**EXERCISE DIRECTIONS:** Should an entry contain an image, omit it and repeat the rest exactly.

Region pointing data
*****

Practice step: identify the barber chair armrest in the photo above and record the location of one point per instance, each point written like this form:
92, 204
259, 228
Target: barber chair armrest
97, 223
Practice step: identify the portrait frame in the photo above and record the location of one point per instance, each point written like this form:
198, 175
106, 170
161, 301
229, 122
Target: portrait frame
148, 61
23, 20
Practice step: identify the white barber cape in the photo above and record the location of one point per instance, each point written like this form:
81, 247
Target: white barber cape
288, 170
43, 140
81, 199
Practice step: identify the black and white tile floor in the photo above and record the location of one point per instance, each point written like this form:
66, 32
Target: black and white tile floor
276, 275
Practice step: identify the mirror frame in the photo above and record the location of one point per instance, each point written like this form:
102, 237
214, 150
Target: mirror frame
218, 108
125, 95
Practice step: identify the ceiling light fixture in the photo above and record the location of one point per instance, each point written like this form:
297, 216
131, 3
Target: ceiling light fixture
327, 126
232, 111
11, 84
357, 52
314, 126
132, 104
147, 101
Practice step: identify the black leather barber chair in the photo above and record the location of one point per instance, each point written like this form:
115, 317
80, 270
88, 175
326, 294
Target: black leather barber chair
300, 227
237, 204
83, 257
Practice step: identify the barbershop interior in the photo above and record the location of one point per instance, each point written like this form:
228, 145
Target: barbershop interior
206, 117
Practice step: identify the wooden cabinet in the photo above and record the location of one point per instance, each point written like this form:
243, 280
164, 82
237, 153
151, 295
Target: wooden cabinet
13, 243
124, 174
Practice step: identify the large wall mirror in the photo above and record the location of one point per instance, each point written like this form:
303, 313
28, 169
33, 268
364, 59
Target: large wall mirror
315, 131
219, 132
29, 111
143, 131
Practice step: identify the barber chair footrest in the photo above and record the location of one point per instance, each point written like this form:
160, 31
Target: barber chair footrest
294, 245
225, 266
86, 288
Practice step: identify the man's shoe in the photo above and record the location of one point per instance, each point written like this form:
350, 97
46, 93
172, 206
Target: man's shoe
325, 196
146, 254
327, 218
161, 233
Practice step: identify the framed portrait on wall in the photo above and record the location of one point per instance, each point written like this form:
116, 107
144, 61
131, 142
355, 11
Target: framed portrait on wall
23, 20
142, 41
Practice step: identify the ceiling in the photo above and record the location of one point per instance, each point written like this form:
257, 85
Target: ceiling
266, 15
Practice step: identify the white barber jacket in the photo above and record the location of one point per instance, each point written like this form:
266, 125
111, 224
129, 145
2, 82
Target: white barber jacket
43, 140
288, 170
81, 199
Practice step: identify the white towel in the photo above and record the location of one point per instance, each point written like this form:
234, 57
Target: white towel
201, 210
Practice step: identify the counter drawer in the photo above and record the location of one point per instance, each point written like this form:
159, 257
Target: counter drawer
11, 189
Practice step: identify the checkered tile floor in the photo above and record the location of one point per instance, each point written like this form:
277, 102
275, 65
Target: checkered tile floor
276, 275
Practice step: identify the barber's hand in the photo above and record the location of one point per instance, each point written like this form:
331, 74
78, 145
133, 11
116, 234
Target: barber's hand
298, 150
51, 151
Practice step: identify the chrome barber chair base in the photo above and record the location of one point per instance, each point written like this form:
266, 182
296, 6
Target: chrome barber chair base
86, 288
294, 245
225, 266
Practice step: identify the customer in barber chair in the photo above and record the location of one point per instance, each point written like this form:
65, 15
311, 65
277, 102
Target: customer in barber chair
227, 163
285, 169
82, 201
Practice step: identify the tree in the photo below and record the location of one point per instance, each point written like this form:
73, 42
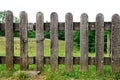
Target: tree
2, 17
2, 20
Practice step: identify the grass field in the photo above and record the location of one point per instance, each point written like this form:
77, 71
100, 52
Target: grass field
61, 74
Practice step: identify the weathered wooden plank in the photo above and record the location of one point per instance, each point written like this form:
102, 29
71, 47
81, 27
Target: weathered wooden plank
68, 42
54, 42
61, 60
39, 41
23, 41
9, 39
84, 42
115, 43
61, 26
99, 36
109, 44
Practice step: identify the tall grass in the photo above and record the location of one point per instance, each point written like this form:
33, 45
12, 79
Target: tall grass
61, 74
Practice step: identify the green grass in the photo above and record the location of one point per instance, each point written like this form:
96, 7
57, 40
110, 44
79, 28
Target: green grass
61, 74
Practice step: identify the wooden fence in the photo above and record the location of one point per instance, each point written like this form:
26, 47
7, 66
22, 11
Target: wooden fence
54, 26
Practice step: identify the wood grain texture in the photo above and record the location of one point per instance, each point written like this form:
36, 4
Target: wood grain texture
40, 41
23, 41
9, 39
68, 42
61, 26
99, 36
84, 42
54, 42
115, 43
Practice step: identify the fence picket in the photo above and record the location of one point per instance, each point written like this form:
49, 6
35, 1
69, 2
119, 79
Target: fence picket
40, 41
54, 42
68, 42
9, 40
99, 35
23, 41
84, 42
115, 63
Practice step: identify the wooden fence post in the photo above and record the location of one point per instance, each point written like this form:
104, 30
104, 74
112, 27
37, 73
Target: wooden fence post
109, 44
99, 36
23, 41
9, 40
68, 42
40, 41
54, 42
115, 43
84, 42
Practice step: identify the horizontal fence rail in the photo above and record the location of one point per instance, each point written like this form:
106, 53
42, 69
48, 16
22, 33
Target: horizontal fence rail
68, 26
61, 26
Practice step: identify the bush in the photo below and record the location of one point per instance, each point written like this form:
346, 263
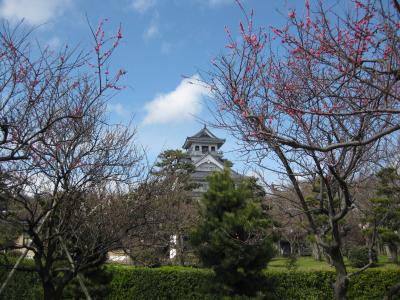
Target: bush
359, 257
233, 236
191, 283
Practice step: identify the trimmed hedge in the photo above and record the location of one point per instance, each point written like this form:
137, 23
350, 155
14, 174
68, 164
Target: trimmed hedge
191, 283
159, 283
23, 285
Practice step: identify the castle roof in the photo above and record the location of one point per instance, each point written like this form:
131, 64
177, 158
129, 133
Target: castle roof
204, 136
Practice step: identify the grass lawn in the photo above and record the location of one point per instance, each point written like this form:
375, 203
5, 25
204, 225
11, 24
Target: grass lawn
307, 263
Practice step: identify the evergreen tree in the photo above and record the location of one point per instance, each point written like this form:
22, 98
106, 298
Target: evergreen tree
233, 237
385, 212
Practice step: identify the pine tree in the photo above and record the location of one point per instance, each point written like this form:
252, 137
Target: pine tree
233, 237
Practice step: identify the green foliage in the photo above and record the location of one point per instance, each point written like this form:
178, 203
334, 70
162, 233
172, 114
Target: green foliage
160, 283
359, 256
190, 283
233, 236
97, 282
385, 212
24, 284
291, 263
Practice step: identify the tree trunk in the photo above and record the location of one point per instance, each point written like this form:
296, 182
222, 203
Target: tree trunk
393, 257
181, 250
341, 281
49, 292
316, 251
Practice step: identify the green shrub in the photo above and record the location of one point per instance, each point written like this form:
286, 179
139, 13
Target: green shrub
23, 285
191, 283
359, 256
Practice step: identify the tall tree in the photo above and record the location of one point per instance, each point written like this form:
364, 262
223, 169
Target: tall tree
319, 104
65, 163
233, 237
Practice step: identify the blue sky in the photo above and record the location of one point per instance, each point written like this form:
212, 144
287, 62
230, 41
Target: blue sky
164, 42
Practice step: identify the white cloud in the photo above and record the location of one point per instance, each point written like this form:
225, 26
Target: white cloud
220, 2
117, 108
34, 12
142, 6
54, 43
179, 105
166, 47
151, 31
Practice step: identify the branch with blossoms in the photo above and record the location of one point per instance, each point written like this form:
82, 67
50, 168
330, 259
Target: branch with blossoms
104, 48
319, 96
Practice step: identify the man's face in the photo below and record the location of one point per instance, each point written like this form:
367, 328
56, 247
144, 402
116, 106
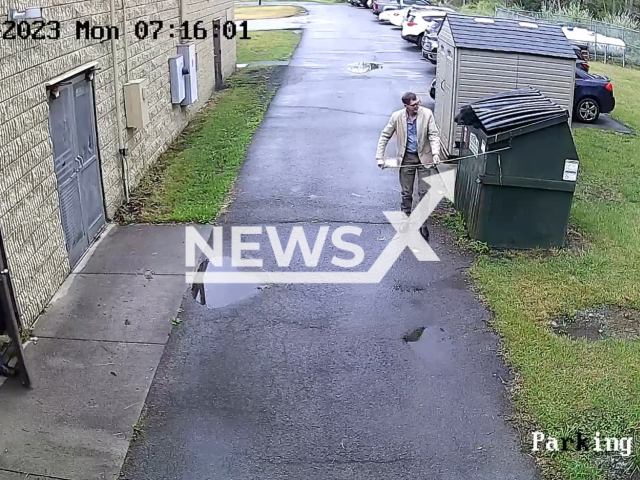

*****

**EXERCISE SOLUTION:**
Practice step: identify the barber chair armrest in the photo above and record the location of one point per instance, each point written like this form:
92, 204
259, 228
Target: barber chair armrest
97, 223
Practice step: identify the portrait frame in the photo above and record the location of one point per instance, each point written like this form:
198, 175
106, 170
161, 301
229, 122
Target: portrait frame
148, 61
23, 20
Practice step: identify the white barber cape in the photo above and record the location of one point per instance, each point written like this form:
81, 247
Target: white barber cape
288, 170
43, 140
81, 199
Practice step: identify the black and white tile floor in the photo above and record the location of one point per instance, each point written like this form:
66, 32
Target: black and white tile floor
276, 275
Practice step: identify the mirror frame in the photo above and record the location of one point per instance, each point written like this form:
102, 237
214, 150
Target: mirror frame
218, 108
125, 95
Practice step: identify the ceiling light fixture in the photo above and record the location of one point per instance, each point written like this form:
297, 216
131, 3
Target: ceiling light fixture
327, 126
232, 111
11, 84
357, 52
314, 126
132, 104
147, 101
Practice step: identify the black leather barber chair in the photo above and record the location of one point per instance, each point written like this form:
115, 317
80, 270
88, 175
326, 294
Target: black leather barber chair
300, 227
237, 204
83, 257
Practice step: identify the barbershop interior in the photo above and record the location of one point per instance, each point written like this form:
228, 145
Target: barbershop interior
206, 117
Practice step: identify the wooden cabinet in the photo above and record the location of one point per instance, each point written like this form:
243, 280
164, 82
237, 153
151, 295
Target: wooden cabinet
13, 243
124, 174
Practice step: identify the large wall mirror in the photo above and record the location of one point per instance, each point written like this form:
303, 313
28, 169
33, 268
364, 59
Target: large wall mirror
315, 131
219, 132
29, 111
143, 131
Practice step: identify the barber chair footrest in the photo above and record the location of one point per instance, each point written like this form:
160, 31
Target: barber chair footrest
294, 245
225, 266
86, 288
Practice step: identify the man's shoe in the photo above and record the location of one point per instance, each point written like this form:
350, 97
46, 93
172, 206
Target: man's shoe
325, 196
146, 254
327, 218
161, 233
Practice step: identify the framed portrait on wall in the photo above and record the location of one point per instance, each point written like this form:
116, 107
144, 61
131, 142
355, 11
Target: framed portrait on wall
23, 20
142, 41
Practice step: identify the ceiling in the photo above and record the location of one point per instance, each point written like this form:
257, 85
Target: ceiling
266, 15
Practice step: identify the white barber jacket in the photo above and record the location of one point per instance, each point written like this form:
266, 125
111, 224
129, 145
2, 82
Target: white barber jacket
43, 140
288, 170
81, 199
Practice step: identify the white towel in the photo above and record the location of one point per instance, each point written like this form:
234, 57
Target: white towel
201, 210
Practice step: identify the counter drawer in the photo above and record the location of one point per instance, each point written like this form:
159, 257
Target: counter drawer
11, 189
Practice step: identify the checkered tile floor in the photo above and record the location of one point per instance, each point written like this form:
277, 102
275, 65
Target: checkered tile floor
276, 275
Practice step: identify the barber's hand in the photo above and record the location of one point per instance, each point written like this form:
331, 74
78, 145
133, 11
116, 234
Target: barber's hand
298, 150
51, 151
Practice step: identify the chrome barber chair base in the photo above and record the location of one point per instance, each point written like this form:
266, 182
296, 6
Target: chrome barber chair base
86, 288
294, 245
225, 266
Practice step: identify the customer in barber chair in the photo above and record the location of one point per instance, each point written like this form:
65, 15
311, 65
277, 102
Target: customer in barber chair
227, 163
285, 169
82, 201
Practice step: identify the tree in the photo below and record the location of one point per instance, each point written like this form:
73, 42
Target: tree
2, 17
2, 20
Practice step: identify the grass field in the photo above and record the location of one point per instance, each point written like this form:
77, 71
100, 52
Target: grass field
61, 74
Practice step: identify the weathered wooden plank in the photo above and record the location of one point per instance, each point written like this form:
102, 29
71, 47
81, 27
Target: weathered wooden plank
68, 42
54, 42
61, 60
39, 41
23, 41
9, 39
84, 42
115, 43
61, 26
99, 36
109, 44
Practice step: identify the tall grass in the photo above and record the location of one point per instance, each point written like this form:
33, 45
12, 79
Target: tall grass
61, 74
Practice step: identify the green grass in the photo above and record the location of one point per instance, each point written like this form:
96, 7
57, 40
110, 44
79, 28
Target: green grass
61, 74
Practice step: identify the wooden fence in the photo above and record the location of one point per instance, each point written like this form:
26, 47
7, 66
22, 11
Target: wooden fence
54, 26
Practice step: identify the wood grain texture in the photo above and record the location of one point per instance, each point written like this form:
36, 4
Target: wood grain texture
40, 41
23, 41
9, 39
68, 42
61, 26
99, 36
84, 42
54, 42
115, 43
Practice step: identify the fence picket in the photo above and record the location of one point per instance, each point written like this form:
49, 6
35, 1
69, 2
119, 79
Target: fence picket
40, 41
54, 42
68, 42
9, 40
99, 35
23, 41
84, 42
115, 63
Practice step: identify the wooden fence post in the photo above and record the location of one point per instance, each point written like this form:
104, 30
104, 74
112, 27
37, 73
Target: wooden fence post
109, 44
99, 36
23, 41
9, 40
68, 42
40, 41
54, 42
115, 43
84, 42
Practice step: identify the horizontal fence rail in the photo above and record the location of one point per instance, each point written like this form:
106, 53
42, 69
48, 16
22, 33
Target: horizontal fence rail
68, 26
61, 26
Practice step: identify the bush in the photo below and record the location of one point per instance, each point written like this form:
346, 263
Target: bush
359, 257
233, 236
191, 283
Practice step: identify the trimmed hedge in the photo above and record the location of one point per instance, each point written like this form:
137, 23
350, 155
14, 174
68, 164
Target: trimmed hedge
191, 283
159, 283
23, 285
Practice step: identify the castle roof in the photo above and record the location of one point per instance, each point written like this form:
131, 64
177, 158
129, 133
Target: castle roof
204, 136
Practice step: identify the grass lawn in the photo above and record the location of one point per instance, each point written like this form:
375, 203
5, 25
204, 225
11, 24
Target: grass lawn
307, 263
Practice step: identify the evergreen tree in the photo above and record the location of one point per instance, each point written like this form:
22, 98
106, 298
Target: evergreen tree
233, 237
385, 212
Practice step: identify the pine tree in the photo above and record the location of one point per instance, each point written like this form:
252, 137
Target: pine tree
233, 237
Practice step: identify the green foliage in the photo above and record the location of one point per instance, each point written like this form:
178, 203
334, 70
162, 233
172, 114
Target: green foliage
160, 283
359, 256
190, 283
233, 236
97, 282
385, 212
24, 284
291, 263
Practice step: identify the tree trunk in the photo above and record the location of one point per instance, each point written like this form:
296, 182
222, 203
Target: tree trunk
393, 257
181, 250
341, 281
49, 292
316, 251
Practice step: identify the green shrub in the photo above and record the location of one point per instance, each point written like this form:
286, 179
139, 13
Target: green shrub
23, 285
191, 283
359, 256
Practice step: identify the tall tree in the photo above and record the location of one point per instance, each point written like this form:
364, 262
223, 169
Target: tall tree
319, 104
65, 163
233, 237
Practice step: identify the blue sky in the photo above and record the location of one point per instance, each point written like this form:
212, 144
287, 62
230, 41
Target: blue sky
164, 42
Practice step: identify the white cloud in the photo above and record the location of one point per instance, each point written like this form:
225, 26
Target: white cloud
220, 2
117, 108
34, 12
142, 6
54, 43
179, 105
166, 47
151, 31
Practice step: identify the branch with blossoms in the photo above and record the location of one point per instance, each point written like this form:
82, 67
50, 168
330, 259
Target: branch with blossoms
104, 48
319, 96
Practice step: identify the man's face in the photo below and record the location of one point per instance, each point written like this form:
367, 328
56, 247
144, 402
116, 106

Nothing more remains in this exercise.